配置Promtail 如何连接到 Loki实例

yaml 复制代码
# The URL where Loki is listening, denoted in Loki as http_listen_address and
# http_listen_port. If Loki is running in microservices mode, this is the HTTP
# URL for the Distributor. Path to the push API needs to be included.
# Example: http://example.com:3100/loki/api/v1/push
# Loki监听的URL,在Loki中表示为http_listen_address和http_listen_port
# 如果Loki在微服务模式下运行,如下是HTTP示例:http://example.com:3100/loki/api/v1/push
url: <string>

# Custom HTTP headers to be sent along with each push request.
# Be aware that headers that are set by Promtail itself (e.g. X-Scope-OrgID) can't be overwritten.
# 每个请求发送的HTTP头
#请注意,Promtail本身设置的头(例如X-Scope-OrgID)不能被覆盖
headers:
  # Example: CF-Access-Client-Id: xxx
  [ <labelname>: <labelvalue> ... ]

# The tenant ID used by default to push logs to Loki. If omitted or empty
# it assumes Loki is running in single-tenant mode and no X-Scope-OrgID header
# is sent.
# 默认情况下用于将日志推送到Loki的租户ID。
# 如果省略或为空,则假定Loki在单租户模式下运行,并且不发送X-Scope-OrgID标头。
[tenant_id: <string>]

# Maximum amount of time to wait before sending a batch, even if that
# batch isn't full.
# 一批发送之前等待的最长时间,即使该批未满
[batchwait: <duration> | default = 1s]

# Maximum batch size (in bytes) of logs to accumulate before sending
# the batch to Loki.
# 向 Loki 发送批次之前要累积的日志的最大批大小(以字节为单位)
[batchsize: <int> | default = 1048576]

# If using basic auth, configures the username and password
# sent.
# 基础认证,配置用户名和密码
basic_auth:
  # The username to use for basic auth
  [username: <string>]

  # The password to use for basic auth
  [password: <string>]

  # The file containing the password for basic auth
  [password_file: <filename>]

# Optional OAuth 2.0 configuration
# Cannot be used at the same time as basic_auth or authorization
# 可选的
# OAuth 2.0配置不能与basic_auth或授权同时使用
oauth2:
  # Client id and secret for oauth2
  [client_id: <string>]
  [client_secret: <secret>]

  # Read the client secret from a file
  # It is mutually exclusive with `client_secret`
  # 从文件中读取client secret,跟client_secret排斥
  [client_secret_file: <filename>]

  # Optional scopes for the token request
  # 可选,Token请求作用域
  scopes:
    [ - <string> ... ]

  # The URL to fetch the token from
  # 获取token的URL地址
  token_url: <string>

  # Optional parameters to append to the token URL
  # 可选,token URL地址附加参数
  endpoint_params:
    [ <string>: <string> ... ]

# Bearer token to send to the server.

你的任务: 把 Promtail 配置说明中从含有“# The URL to”的那一处开始、到“to the server.”之后为止的部分重新写出来，并将其中的“endpoint_params”替换成“extra_params”。

提取数据:
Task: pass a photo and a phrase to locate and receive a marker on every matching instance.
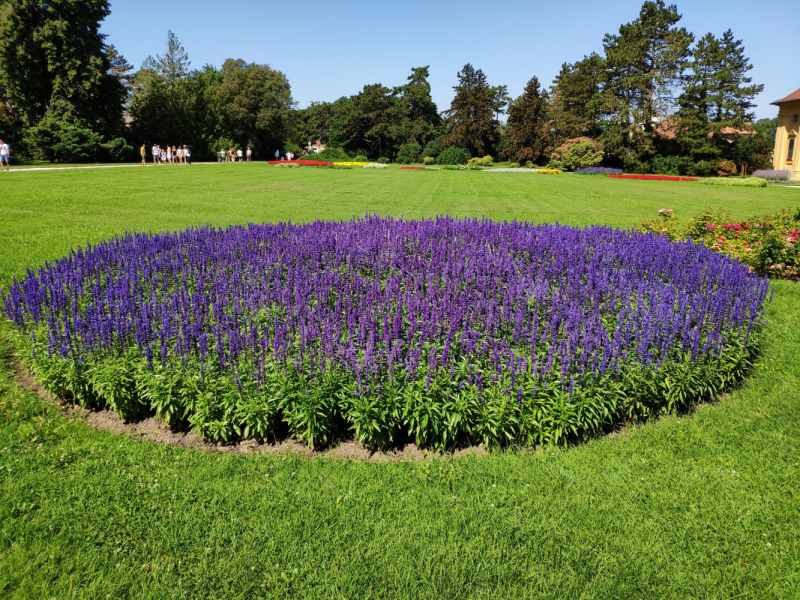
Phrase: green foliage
(577, 153)
(453, 155)
(471, 117)
(408, 153)
(527, 125)
(767, 243)
(736, 181)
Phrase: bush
(577, 153)
(767, 244)
(453, 156)
(330, 155)
(773, 174)
(408, 153)
(665, 165)
(727, 168)
(433, 148)
(736, 181)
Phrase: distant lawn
(705, 505)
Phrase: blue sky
(332, 49)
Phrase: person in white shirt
(5, 154)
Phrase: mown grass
(703, 505)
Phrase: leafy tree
(527, 124)
(471, 116)
(576, 103)
(644, 66)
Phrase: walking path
(23, 169)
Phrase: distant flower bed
(302, 163)
(437, 331)
(767, 244)
(653, 177)
(598, 171)
(773, 174)
(736, 181)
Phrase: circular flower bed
(437, 331)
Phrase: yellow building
(787, 138)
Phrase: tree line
(656, 100)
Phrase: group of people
(235, 155)
(168, 156)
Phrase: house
(787, 154)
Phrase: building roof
(795, 95)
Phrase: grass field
(704, 505)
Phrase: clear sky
(332, 49)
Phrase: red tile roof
(795, 95)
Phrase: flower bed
(653, 177)
(437, 331)
(767, 244)
(736, 181)
(599, 171)
(302, 163)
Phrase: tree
(644, 66)
(53, 53)
(527, 122)
(256, 103)
(576, 100)
(471, 119)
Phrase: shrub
(727, 168)
(241, 331)
(453, 156)
(408, 153)
(736, 181)
(577, 153)
(599, 171)
(767, 244)
(773, 174)
(433, 148)
(666, 165)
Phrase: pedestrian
(5, 155)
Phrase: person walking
(5, 156)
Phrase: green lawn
(705, 505)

完整回答:
# The URL to fetch the token from
  # 获取token的URL地址
  token_url: <string>

  # Optional parameters to append to the token URL
  # 可选,token URL地址附加参数
  extra_params:
    [ <string>: <string> ... ]

# Bearer token to send to the server.